__Yönergeler__
• 1. Tatlı İntikam metninde "Tam 30 bölüm" ile "gelip ömrünü tamamlıyor." arasında kalan bölümü, bu iki ifade de dahil olmak üzere, hiçbir değişiklik yapmadan tekrar ediniz.
• 2. Tatlı İntikam metnini iki cümleyle özetleyiniz.

══ Verilen metin ══

“Portakal çiçekleri dökülüp gitti, kasım rüzgârında…”
İşte geldik, gidiyoruz!..
Tam 30 bölüm ve yaklaşık sekiz ay… Tatlı İntikam ilkbaharda girdi hayatımıza, sonbaharda toparlanıp gitti… Ben de bu defa, bölüm değerlendirmesinden çok “Güle güle.” demek için kaleme alıyorum yazıyı.
 
Her ne kadar bir hayal dünyası sunsalar da bize, ekranda izleyiciyle buluştuğu andan itibaren yaşayan bir organizma diziler de. Bir beynin içindeki düşle doğuyor, ekiple somutlaşıyor, izleyiciyle yaşamaya başlıyor ve gün gelip ömrünü tamamlıyor.
 
Tatlı İntikam, geçmişte reddedilen bir âşığın öyküsünden çıkıp bizi günümüze getirdi. Biz, öyküye dâhil olduğumuzda üniversite yıllarının ezik Tankut’u evrim geçirmiş, şımarık Pelin’i ise hayattan okkalı bir sille yemişti.
 
Pelin’in başına gelenleri sorgulaması bir kez daha yollarını kesiştirdi Pelin ve (Artık Sinan olan) Tankut’un… Kaçınılmaz gerçekleşti ve bu defa Sinan’ın aşkı karşılık buldu. Bir romantik komedi için çok iyi bir çıkış noktası ve iyi ele alınmış bir kurgusu vardı.

═══
══ Veri kayıtları ══

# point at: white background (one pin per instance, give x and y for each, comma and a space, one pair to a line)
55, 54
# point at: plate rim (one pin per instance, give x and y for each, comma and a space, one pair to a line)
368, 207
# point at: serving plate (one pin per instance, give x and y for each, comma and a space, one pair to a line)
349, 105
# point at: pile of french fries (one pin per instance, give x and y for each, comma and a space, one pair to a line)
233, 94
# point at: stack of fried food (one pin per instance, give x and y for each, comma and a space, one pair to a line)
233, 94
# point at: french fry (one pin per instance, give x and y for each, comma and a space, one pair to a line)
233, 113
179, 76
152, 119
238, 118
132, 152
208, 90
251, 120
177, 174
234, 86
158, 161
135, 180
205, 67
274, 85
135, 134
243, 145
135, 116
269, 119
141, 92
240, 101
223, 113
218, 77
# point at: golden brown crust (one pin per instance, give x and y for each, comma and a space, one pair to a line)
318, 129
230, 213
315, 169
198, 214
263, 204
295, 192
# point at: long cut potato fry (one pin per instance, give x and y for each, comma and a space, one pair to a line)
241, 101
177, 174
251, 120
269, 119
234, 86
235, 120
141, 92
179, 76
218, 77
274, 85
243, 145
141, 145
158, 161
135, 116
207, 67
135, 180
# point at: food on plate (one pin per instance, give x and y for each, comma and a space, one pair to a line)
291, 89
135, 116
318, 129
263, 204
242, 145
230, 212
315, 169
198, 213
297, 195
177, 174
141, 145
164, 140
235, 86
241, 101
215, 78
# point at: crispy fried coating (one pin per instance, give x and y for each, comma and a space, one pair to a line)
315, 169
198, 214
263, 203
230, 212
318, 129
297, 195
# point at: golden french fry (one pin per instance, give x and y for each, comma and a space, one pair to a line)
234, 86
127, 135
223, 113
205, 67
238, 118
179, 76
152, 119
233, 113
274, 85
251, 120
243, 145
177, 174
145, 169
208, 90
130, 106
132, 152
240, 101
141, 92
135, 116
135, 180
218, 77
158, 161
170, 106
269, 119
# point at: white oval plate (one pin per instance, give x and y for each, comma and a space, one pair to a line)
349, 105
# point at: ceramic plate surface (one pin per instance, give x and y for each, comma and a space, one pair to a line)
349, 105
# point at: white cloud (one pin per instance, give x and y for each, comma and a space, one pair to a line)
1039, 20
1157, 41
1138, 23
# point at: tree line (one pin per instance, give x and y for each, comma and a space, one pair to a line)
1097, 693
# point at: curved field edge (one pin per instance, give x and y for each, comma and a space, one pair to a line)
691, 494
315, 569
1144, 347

═══

__Çözümler__
• 1.
Tam 30 bölüm ve yaklaşık sekiz ay… Tatlı İntikam ilkbaharda girdi hayatımıza, sonbaharda toparlanıp gitti… Ben de bu defa, bölüm değerlendirmesinden çok “Güle güle.” demek için kaleme alıyorum yazıyı.
 
Her ne kadar bir hayal dünyası sunsalar da bize, ekranda izleyiciyle buluştuğu andan itibaren yaşayan bir organizma diziler de. Bir beynin içindeki düşle doğuyor, ekiple somutlaşıyor, izleyiciyle yaşamaya başlıyor ve gün gelip ömrünü tamamlıyor.

• 2. Tatlı İntikam ilkbaharda başlayıp sonbaharda sona eren, otuz bölüm ve yaklaşık sekiz ay süren bir dizidir ve yazı bir bölüm değerlendirmesinden çok diziye veda etmek için yazılmıştır. Geçmişte reddedilen bir âşığın öyküsünden günümüze gelen dizide, artık Sinan olan Tankut ile hayattan ağır bir darbe yemiş Pelin'in yolları yeniden kesişir ve bu kez Sinan'ın aşkı karşılık bulur.